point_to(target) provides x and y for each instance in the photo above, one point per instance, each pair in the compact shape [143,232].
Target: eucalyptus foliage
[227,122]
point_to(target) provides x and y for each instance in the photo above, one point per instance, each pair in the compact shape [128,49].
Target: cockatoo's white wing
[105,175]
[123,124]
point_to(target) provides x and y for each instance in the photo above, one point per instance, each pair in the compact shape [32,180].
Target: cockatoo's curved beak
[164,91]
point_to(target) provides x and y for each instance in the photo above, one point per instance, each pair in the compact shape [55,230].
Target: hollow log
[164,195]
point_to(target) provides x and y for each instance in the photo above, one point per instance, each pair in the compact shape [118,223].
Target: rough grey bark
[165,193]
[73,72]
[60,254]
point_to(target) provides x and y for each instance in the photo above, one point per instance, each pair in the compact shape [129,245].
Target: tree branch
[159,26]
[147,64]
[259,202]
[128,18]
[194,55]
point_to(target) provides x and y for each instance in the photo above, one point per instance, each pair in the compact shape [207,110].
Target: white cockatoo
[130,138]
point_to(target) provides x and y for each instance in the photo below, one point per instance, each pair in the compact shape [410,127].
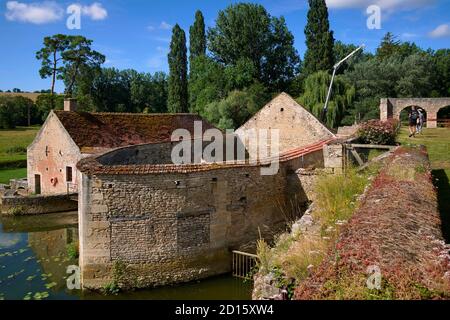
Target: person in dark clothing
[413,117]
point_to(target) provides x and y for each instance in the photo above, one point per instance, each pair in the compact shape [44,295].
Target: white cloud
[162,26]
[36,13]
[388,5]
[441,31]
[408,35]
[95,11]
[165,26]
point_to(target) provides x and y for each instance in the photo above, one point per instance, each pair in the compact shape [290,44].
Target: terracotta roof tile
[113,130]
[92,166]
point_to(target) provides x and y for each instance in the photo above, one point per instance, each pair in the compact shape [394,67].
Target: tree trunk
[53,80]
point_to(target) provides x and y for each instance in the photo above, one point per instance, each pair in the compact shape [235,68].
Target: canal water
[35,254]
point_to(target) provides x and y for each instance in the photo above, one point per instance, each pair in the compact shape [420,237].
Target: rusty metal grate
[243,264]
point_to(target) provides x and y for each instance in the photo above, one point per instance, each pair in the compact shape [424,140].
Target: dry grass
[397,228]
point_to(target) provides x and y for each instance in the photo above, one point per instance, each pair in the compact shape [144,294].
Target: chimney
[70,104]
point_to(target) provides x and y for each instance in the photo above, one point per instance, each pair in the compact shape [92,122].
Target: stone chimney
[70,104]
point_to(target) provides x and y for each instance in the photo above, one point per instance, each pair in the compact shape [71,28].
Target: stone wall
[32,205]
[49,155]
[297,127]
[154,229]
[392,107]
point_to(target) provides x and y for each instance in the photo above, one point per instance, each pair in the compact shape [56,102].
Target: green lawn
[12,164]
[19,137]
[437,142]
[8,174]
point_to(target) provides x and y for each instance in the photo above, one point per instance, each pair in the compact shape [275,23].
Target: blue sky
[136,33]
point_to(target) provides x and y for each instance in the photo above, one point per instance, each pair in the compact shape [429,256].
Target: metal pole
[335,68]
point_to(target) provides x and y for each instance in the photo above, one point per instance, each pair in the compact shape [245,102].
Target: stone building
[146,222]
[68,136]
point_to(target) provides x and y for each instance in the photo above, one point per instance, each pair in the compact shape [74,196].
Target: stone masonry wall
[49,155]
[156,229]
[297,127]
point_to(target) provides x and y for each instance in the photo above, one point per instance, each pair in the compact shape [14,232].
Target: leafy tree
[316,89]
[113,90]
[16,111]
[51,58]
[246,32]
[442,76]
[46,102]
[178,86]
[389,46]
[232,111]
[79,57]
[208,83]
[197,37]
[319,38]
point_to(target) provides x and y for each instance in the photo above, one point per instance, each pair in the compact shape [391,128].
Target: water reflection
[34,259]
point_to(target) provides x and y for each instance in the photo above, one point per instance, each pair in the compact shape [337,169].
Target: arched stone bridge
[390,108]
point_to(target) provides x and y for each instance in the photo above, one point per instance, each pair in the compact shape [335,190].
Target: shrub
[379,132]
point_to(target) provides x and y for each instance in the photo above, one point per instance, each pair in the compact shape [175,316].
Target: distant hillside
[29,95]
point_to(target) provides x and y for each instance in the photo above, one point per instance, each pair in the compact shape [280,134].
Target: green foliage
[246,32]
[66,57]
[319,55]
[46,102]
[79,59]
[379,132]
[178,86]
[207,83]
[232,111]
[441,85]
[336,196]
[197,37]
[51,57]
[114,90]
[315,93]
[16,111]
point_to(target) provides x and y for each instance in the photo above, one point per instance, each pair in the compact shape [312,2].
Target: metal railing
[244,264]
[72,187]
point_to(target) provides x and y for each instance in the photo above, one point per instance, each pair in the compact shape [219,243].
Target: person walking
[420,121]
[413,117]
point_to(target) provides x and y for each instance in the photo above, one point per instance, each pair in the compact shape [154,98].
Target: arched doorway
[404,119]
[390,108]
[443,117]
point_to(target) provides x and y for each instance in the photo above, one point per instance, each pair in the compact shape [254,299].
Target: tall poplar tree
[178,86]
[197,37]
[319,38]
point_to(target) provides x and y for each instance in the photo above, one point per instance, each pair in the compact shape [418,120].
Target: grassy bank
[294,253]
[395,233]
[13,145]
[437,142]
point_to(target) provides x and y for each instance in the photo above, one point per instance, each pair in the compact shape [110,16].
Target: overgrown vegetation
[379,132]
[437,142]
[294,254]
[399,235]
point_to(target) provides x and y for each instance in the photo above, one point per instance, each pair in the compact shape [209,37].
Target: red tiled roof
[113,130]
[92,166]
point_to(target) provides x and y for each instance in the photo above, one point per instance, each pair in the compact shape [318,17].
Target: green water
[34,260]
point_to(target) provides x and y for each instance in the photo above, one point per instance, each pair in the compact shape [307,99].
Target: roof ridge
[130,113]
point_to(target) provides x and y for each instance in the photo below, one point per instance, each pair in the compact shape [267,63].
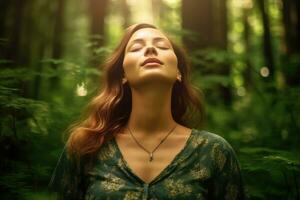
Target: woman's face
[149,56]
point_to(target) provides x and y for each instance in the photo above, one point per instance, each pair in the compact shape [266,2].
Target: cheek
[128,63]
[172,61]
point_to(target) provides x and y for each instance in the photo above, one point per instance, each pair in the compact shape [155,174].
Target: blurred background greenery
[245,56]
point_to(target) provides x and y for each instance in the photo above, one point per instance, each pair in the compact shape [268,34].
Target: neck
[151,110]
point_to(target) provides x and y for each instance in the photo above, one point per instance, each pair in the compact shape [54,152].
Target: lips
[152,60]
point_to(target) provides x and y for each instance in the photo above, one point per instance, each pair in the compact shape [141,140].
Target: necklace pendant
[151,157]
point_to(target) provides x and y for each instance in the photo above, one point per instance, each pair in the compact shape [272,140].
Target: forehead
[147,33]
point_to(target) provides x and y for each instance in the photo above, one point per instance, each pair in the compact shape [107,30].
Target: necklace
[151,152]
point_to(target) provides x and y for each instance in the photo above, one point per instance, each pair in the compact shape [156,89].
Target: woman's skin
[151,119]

---

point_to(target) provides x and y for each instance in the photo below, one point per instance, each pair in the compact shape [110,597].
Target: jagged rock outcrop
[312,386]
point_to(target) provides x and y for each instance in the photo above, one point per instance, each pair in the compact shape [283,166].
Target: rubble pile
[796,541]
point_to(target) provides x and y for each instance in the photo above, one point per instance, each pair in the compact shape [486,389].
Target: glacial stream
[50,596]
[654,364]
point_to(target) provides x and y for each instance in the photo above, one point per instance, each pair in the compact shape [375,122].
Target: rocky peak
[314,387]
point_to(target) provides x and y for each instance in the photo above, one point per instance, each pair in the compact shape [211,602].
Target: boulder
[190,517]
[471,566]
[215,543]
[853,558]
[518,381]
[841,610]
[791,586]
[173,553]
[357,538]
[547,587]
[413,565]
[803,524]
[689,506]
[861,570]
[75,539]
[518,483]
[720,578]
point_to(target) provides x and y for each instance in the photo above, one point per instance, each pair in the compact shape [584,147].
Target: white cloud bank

Directive: Return every line above that contains the word "metal", matching case exactly.

Expected answer:
Target: rusty metal grate
Target: metal pole
Target: metal railing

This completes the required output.